__Выбранный отрывок__.
----

Рассуждая о фигуративном языке в архитектуре, Хендрикс приходит к выводу о том, что фигуративные формы вводят в изображение присутствие объекта как его отсутствие; отсутствие, созданное его изображением. Язык, в том числе и архитектурный, всегда является заменой реальных объектов знаками. Так же, как устная и письменная речь, архитектурный язык совмещает образ и форму, организует их и делает частью синтаксиса. Главное в архитектурной композиции – это то, как образ или форма переживаются и инкорпорируются в язык. В архитектуре, как и в языке, смысл может не сразу открываться, но он всегда присутствует в самой структуре.   
В архитектурной практике Айзенмана интересует пространство, которое открывает присутствие бессознательного в сознательном дискурсе. По Лакану, Воображаемое первично по отношению к Символическому на стадии формирования психики. Формирование категории Воображаемого происходит на стадии зеркала, когда ребёнок от 6 до 18 месяцев становится способен идентифицировать себя в том образе, который он видит, смотря в зеркало. Роль Воображаемого в психике – это формирование сознательных и бессознательных образов. Но в восприятии образов всегда играет определённую роль Эго, которое во многом определяется структурами Символического, структурами языка. Эта же схема действует и при восприятии архитектуры. Формы или образы здания, которые субъект воспринимает, всегда даны ему в матрице Символического, матрице языка. Архитектура становится диаграммой Воображаемого и Символического. Различение двух категорий – фундаментальная проблема лакановского психоанализа. В архитектуре это выражено в диалектике того, что мы видим и того, что замыслил автор. Зрительское восприятие традиционно структурируется иерархией архитектурных элементов. Отличительная особенность архитектуры как одного из видов изобразительного искусства – это то, что она одновременно является и репрезентацией, и реальностью. Пространственные конструкции переживаются на уровне Воображаемого, тогда как поверхности – на уровне Символического.
Диалектика Воображаемого и Символического представлена в архитектуре тем, что Айзенман называет декомпозицией. Айзенман пишет в своём эссе «Пустота объекта: декомпозиция и процесс дифференциации» о том, что в архитектуре декомпозиции «нет иерархии точек зрения. Они вневременны; они не складываются; они не являются простой суммой узнаваемых серий геометрических или пространственных условий»18. Это можно увидеть на примере таких проектов Айзенмана как проект Музея Искусств Калифорнийского университета в Лонг Бич.

----

__Перечень данных__.
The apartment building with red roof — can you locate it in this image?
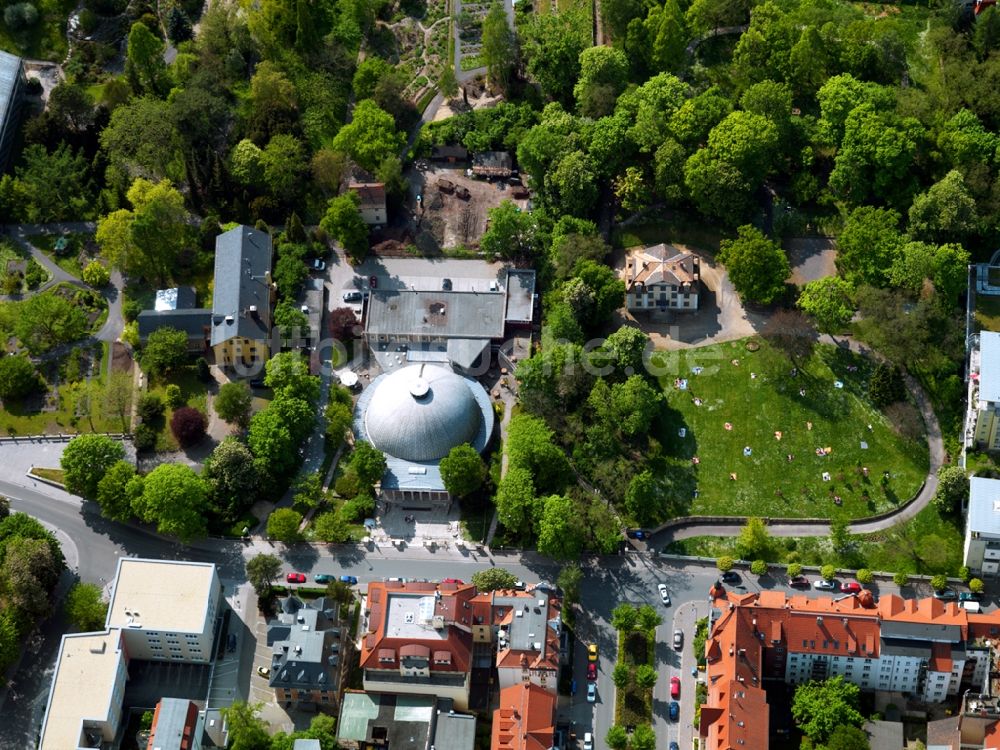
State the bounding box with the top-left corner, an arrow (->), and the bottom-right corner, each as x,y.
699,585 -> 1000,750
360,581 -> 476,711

----

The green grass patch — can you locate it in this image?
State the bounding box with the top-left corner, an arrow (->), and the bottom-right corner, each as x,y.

----

__Условия задания__.
#1 В каком возрасте, согласно отрывку, ребёнок проходит стадию зеркала?
#2 Повторите дословно часть отрывка: всё от слов «Рассуждая о фигуративном» и до слов «в самой структуре.».
Строки к этому заданию отношения не имеют.

__Ответы с разбором__.
#1 От 6 до 18 месяцев.

#2
Рассуждая о фигуративном языке в архитектуре, Хендрикс приходит к выводу о том, что фигуративные формы вводят в изображение присутствие объекта как его отсутствие; отсутствие, созданное его изображением. Язык, в том числе и архитектурный, всегда является заменой реальных объектов знаками. Так же, как устная и письменная речь, архитектурный язык совмещает образ и форму, организует их и делает частью синтаксиса. Главное в архитектурной композиции – это то, как образ или форма переживаются и инкорпорируются в язык. В архитектуре, как и в языке, смысл может не сразу открываться, но он всегда присутствует в самой структуре.